If a line in the data below includes the string "trunk", please return a copy of it.

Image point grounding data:

Start of Block

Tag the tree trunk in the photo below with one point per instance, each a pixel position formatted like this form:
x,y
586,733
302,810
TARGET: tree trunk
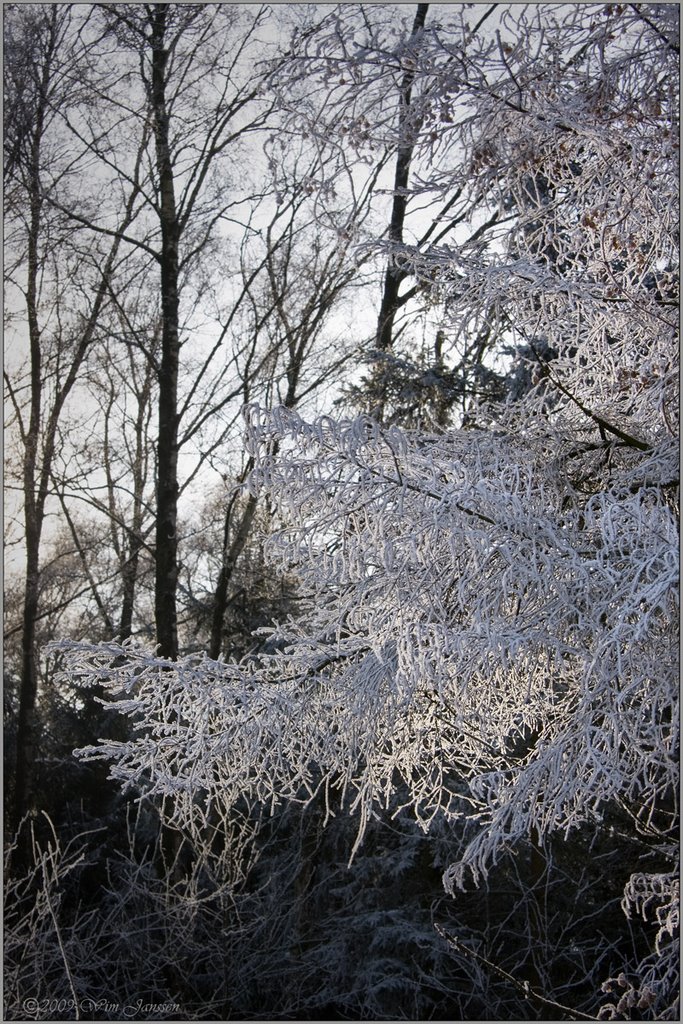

End of Block

## [Problem solution]
Tag the tree trunk in the photo below with one point per instance, each a pixel position formatted like this form:
TARGET: tree trunk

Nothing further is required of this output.